Set of tasks →
**1.** According to the article on the Ismaili Center Houston, how many acres will the new center cover?
**2.** Does each statement below agree with the article on the Ismaili Center Houston? Answer yes or no for each, and quote the words from the article that decide it.
(a) The building will be clad in Italian marble.
(b) The Aga Khan Foundation bought the land in 2006.
(c) Construction is expected to be finished by the end of 2025.

Thursday, 2021, November 18
Indo American News
Ismaili Center Houston
Diane Cowen

Houston: The Ismaili Center Houston’s architecture and gardens will set a new bar in a city increasingly devoted to modern design and lush green spaces.

With a structure designed by U.K.-based Farshid Moussavi and gardens by Thomas Woltz of Nelson Byrd Woltz Landscape Architects — a renowned landscape architect known locally for his work transforming Memorial Park — the new Ismaili Center will sprawl across 11 acres at the southeast corner of Allen Parkway and Montrose Boulevard. Ismaili Council president Al-Karim Alidina unveiled plans Monday afternoon at the George R. Brown Convention Center.

Clad in a Turkish marble, the building will be a cultural landmark where local and visiting Ismailis can worship and where everyone can attend cultural and educational events. Gardens on all four sides will include terraced plantings and water features in a configuration that pays homage to ancient Islamic architecture but with vegetation found in Texas ecosystems.

“It will be an inviting space where everyone is welcome,” Alidina said.

Houston was chosen several years ago by His Highness the Aga Khan as the site of America’s first Ismaili Center, picked for its large population of Ismaili Muslims and for its overall diverse community. The Aga Khan is the spiritual leader — or imam — of Ismaili Muslims and is a direct descendant of the Prophet Muhammad, who founded Islam some 1,400 years ago.

An artist rendering of the interior central atrium at the future Ismail Center Houston. Courtesy of Ismaili Center Houston
The Aga Khan Foundation purchased the local land in 2006 and later donated seven monumental artworks — Jaume Plensa’s “Tolerance” sculptures — that sit across the street in Buffalo Bayou Park. Excavation on the site is already underway, and a formal groundbreaking will likely take place early next year with construction finished by the end of 2024.

Moussavi’s design goal was layered: create a building that pays tribute to ancient Islamic culture that will support modern life for 100 years. It needed to be an architectural jewel worthy of its spot at one end of a cultural corridor that runs down Montrose to the Museum of Fine Arts, Houston, and the Museum District.

Provided records →
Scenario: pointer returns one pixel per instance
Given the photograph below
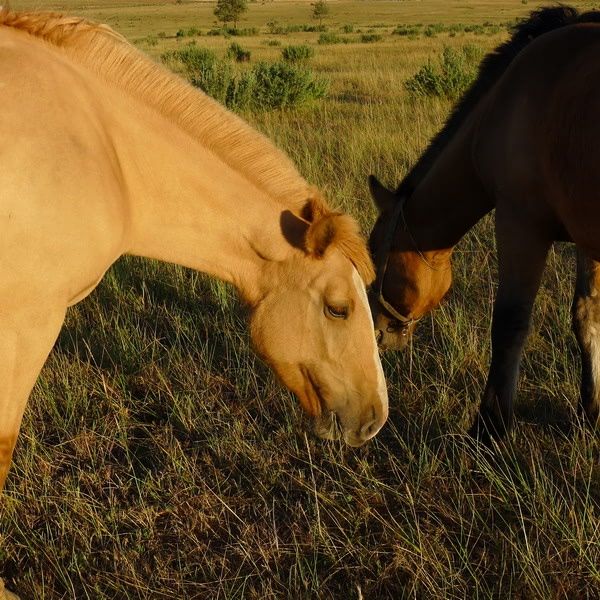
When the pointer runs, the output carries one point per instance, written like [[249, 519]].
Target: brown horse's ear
[[384, 199], [319, 235]]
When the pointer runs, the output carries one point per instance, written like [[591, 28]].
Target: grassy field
[[158, 457]]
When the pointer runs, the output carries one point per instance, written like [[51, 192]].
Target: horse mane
[[491, 69], [111, 57]]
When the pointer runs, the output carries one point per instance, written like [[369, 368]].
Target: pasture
[[158, 456]]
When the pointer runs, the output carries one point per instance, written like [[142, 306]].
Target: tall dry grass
[[159, 459]]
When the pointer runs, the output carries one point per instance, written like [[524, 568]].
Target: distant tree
[[320, 10], [228, 11]]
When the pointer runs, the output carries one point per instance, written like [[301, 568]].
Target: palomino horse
[[523, 140], [107, 153]]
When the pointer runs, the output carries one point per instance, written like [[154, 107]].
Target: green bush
[[246, 32], [406, 30], [297, 54], [330, 38], [455, 71], [238, 53], [266, 86], [280, 85], [367, 38]]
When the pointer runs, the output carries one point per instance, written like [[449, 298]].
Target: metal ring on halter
[[405, 322]]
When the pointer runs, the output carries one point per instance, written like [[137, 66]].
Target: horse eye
[[337, 312]]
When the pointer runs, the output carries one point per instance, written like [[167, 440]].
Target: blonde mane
[[110, 56]]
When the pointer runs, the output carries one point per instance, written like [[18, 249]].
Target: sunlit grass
[[160, 459]]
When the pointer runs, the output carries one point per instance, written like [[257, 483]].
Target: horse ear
[[319, 236], [384, 199]]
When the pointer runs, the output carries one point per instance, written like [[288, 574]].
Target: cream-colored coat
[[105, 153]]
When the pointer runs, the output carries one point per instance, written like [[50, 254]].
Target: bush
[[246, 32], [455, 71], [367, 38], [297, 54], [266, 86], [281, 85], [406, 30], [329, 38], [238, 53]]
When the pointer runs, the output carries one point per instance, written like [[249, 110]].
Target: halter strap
[[382, 267]]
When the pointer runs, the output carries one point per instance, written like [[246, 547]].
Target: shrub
[[238, 53], [367, 38], [281, 85], [329, 38], [455, 71], [245, 32], [406, 30], [297, 54], [266, 86]]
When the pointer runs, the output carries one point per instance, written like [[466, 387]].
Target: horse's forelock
[[343, 233]]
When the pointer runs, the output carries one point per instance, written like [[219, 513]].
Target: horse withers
[[523, 140], [111, 154]]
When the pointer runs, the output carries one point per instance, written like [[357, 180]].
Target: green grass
[[159, 458]]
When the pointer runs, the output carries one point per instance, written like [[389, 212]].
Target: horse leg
[[25, 343], [586, 325], [521, 259]]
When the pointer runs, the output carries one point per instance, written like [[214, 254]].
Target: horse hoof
[[484, 430], [5, 594]]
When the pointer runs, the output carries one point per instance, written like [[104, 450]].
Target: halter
[[405, 322]]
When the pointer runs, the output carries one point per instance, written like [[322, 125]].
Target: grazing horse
[[106, 153], [523, 140]]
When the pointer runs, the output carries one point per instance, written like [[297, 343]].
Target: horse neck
[[450, 199], [188, 207]]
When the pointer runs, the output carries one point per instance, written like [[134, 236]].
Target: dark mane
[[491, 69]]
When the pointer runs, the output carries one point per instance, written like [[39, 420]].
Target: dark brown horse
[[524, 140]]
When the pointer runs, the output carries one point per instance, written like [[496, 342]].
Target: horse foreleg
[[25, 342], [521, 259], [586, 325]]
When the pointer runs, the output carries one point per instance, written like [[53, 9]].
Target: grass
[[159, 459]]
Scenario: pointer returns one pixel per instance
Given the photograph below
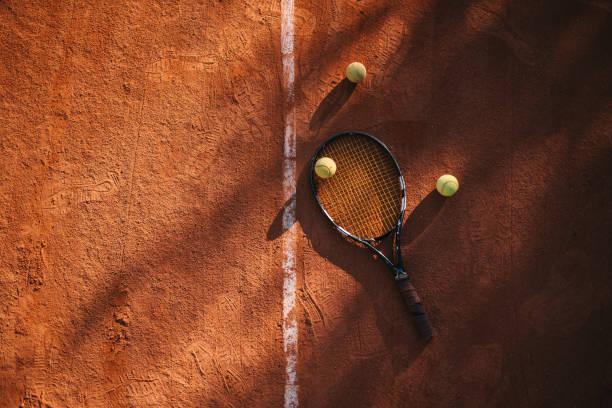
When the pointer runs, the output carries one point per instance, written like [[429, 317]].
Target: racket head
[[366, 198]]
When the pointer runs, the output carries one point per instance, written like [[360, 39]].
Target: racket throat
[[400, 273]]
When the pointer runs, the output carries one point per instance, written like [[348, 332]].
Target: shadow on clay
[[332, 103]]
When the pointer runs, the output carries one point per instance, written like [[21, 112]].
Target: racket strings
[[364, 196]]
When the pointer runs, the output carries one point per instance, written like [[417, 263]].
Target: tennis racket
[[365, 200]]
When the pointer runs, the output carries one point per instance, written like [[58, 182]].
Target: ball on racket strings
[[355, 72], [447, 185], [325, 167]]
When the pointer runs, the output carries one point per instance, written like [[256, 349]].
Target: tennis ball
[[447, 185], [355, 72], [325, 167]]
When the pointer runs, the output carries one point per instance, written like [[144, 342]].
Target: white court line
[[290, 330]]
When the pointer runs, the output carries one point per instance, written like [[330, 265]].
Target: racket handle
[[413, 302]]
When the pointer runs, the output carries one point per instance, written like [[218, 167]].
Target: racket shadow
[[332, 103], [401, 340]]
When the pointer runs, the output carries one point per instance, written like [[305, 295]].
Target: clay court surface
[[141, 197]]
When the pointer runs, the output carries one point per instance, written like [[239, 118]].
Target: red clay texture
[[141, 150]]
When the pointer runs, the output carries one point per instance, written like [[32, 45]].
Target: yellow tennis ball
[[355, 72], [447, 185], [325, 167]]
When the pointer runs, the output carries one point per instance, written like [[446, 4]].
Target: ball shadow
[[392, 320], [332, 103]]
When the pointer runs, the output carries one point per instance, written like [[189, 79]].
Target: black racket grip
[[413, 302]]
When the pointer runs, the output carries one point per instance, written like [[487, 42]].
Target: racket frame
[[402, 280], [397, 266]]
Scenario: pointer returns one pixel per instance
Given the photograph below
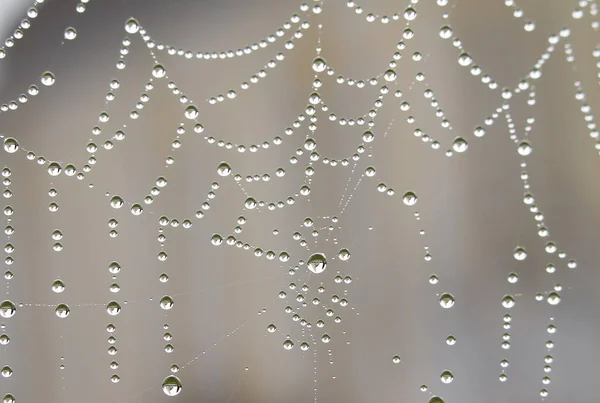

Responses to the exercise →
**1.** 11 acres

**2.**
(a) No: "Clad in a Turkish marble"
(b) Yes: "The Aga Khan Foundation purchased the local land in 2006"
(c) No: "with construction finished by the end of 2024"